Document text =>
^^^^^^^^
MacroSim focuses on the derivation and iterative simulation of symbolic equations derived through PySR's symbolic regression. This approach allows exploratory modelling of economic indicators/variables without the restriction of adapting to predefined models. With a heavy emphasis on mathematical interpretability, MacroSim is mainly geared towards research purposes. There's no question that a well-implemented predictive regression model can produce more accurate predictions of an economy; However, when it comes to exploring new economic models MacroSim is much better suited in comparison. Using real-world data to tune a symbolic model creates the benefits of:
- Avoiding unrealistic assumptions (symbolic models based on real-world data do not require assumptions such as information symmetry, efficient markets, perfectly open or closed economies, etc.)
- Configurability of outputted expressions (The nature, complexity and constraints of equations are highly configurable)
- Freedom of modelling any variable as a function of others
MacroSim, being a simulation engine at its core, cannot rely on historical data in its core logic. Thus, accurately modelling the growth, combined causality, and the extent of entropy in input variables is a crucial step for producing satisfactory results. Symbolic regression ultimately produces an equation that generates an accurate output if and only if the input variables themselves are accurate.
Fulfilling the requirement of accurate inputs in a simulation is tough. However, by a combination of causality analysis,
entropy (noise) generators, and symbolic growth modelling, we can create a feedback loop architecture built
on top of the variables that we can confidently predict through lagged features. The explained workflow is currently
under development and needs extensive testing/optimizations given the significant amount of symbolic searches
and statistical tests required in the feedback logic. Currently, macrosim.GrowthDetector uses a unary curve fitting
algorithm to classify the growth patterns of variables and optimize parameters to reflect the line of best fit.
Predictably, unary functions are not great at modelling the growth of economic variables and this logic was implemented
as a proof of concept in early stages of development.
Production function modelling can be one of the most common use cases for MacroSim, and it will be the example of choice here. Let's assume we're looking into modelling real GDP as a function of:
- Labor Participation Rate
- Real Imports
- Domestic Investment
The first step would be to retrieve data for the above-mentioned metrics from FRED using macrosim.SeriesAccessor.
from macrosim.SeriesAccessor import SeriesAccessor
import datetime as dt
fred = SeriesAccessor(
key_path='../fred_key.env',
key_name='FRED_KEY'
)
start = dt.datetime.fromisoformat('2002-01-01')
end = dt.datetime.fromisoformat('2024-01-01')
df = fred.get_series(
series_ids=['CIVPART', 'IMPGSC1', 'GPDI', 'GDPC1'],
series_alias=[None, 'RIMP', 'DOMINV', 'RGDP'],
reindex_freq='QS',
date_range=(start, end)
^^^^^^^^
Work to complete =>
a - In the MacroSim text, what does macrosim.GrowthDetector currently use to classify the growth patterns of variables?
b - Turn the paragraph of the MacroSim text that begins "MacroSim, being a simulation engine" into a short bulleted list that keeps its main facts.

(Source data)
^^^^^^^^
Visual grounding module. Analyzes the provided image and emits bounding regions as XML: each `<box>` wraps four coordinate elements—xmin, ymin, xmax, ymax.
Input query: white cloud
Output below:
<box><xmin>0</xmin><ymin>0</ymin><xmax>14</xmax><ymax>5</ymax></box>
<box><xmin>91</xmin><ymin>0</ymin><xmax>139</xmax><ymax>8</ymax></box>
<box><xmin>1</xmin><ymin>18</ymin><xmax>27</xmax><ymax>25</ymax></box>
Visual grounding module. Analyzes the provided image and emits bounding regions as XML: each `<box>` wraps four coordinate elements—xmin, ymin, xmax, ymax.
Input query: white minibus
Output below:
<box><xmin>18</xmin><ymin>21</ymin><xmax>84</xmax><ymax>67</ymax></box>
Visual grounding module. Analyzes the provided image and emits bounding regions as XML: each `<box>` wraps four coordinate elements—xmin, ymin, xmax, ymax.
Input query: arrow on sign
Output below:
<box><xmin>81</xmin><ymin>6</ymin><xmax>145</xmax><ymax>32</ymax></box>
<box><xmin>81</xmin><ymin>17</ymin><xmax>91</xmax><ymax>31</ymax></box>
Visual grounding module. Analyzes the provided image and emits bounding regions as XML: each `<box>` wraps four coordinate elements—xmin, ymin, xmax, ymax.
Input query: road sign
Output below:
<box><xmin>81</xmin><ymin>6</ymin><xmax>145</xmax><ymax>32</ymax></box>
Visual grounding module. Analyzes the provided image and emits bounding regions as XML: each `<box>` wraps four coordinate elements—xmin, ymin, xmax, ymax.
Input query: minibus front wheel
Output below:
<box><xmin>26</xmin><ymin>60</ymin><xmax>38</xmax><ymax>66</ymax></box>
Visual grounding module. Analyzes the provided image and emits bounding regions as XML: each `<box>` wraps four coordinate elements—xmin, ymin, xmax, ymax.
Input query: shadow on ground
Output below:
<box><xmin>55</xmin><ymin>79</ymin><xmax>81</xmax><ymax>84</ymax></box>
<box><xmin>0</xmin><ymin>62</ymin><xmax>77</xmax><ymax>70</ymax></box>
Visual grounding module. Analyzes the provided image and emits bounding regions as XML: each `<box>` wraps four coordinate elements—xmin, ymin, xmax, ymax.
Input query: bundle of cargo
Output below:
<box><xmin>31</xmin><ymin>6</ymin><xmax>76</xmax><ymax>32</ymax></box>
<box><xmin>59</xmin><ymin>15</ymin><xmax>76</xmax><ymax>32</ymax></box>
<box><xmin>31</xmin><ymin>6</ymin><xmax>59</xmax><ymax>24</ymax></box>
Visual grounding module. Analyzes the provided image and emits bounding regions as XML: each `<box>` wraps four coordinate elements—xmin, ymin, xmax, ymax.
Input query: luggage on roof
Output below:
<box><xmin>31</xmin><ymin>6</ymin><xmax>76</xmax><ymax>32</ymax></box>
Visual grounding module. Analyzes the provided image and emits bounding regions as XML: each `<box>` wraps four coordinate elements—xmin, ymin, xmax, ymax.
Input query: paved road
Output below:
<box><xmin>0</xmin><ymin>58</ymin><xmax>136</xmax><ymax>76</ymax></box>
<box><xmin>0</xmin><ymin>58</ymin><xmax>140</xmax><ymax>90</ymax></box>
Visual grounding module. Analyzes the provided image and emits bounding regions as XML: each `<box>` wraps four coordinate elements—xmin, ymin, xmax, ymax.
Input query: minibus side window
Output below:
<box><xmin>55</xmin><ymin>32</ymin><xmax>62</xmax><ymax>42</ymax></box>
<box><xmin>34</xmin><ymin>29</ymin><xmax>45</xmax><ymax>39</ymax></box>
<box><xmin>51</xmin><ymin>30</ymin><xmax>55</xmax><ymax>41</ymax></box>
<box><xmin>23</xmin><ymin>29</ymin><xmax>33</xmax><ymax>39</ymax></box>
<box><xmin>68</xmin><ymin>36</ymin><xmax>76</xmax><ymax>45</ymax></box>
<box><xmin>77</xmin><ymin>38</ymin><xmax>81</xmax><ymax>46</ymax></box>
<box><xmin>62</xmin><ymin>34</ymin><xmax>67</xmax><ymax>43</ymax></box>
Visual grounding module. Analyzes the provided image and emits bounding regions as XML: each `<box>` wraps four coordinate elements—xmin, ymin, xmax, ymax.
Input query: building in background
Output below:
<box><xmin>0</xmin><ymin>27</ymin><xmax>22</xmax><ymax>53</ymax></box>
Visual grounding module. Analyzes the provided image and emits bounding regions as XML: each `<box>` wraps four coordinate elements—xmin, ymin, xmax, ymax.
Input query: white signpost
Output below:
^^^^^^^^
The answers =>
a - A unary curve fitting algorithm.

b -
- As a simulation engine, MacroSim cannot rely on historical data in its core logic.
- Accurately modeling the growth, combined causality, and entropy of input variables is therefore crucial for satisfactory results.
- Symbolic regression yields an accurate output only if the input variables are accurate.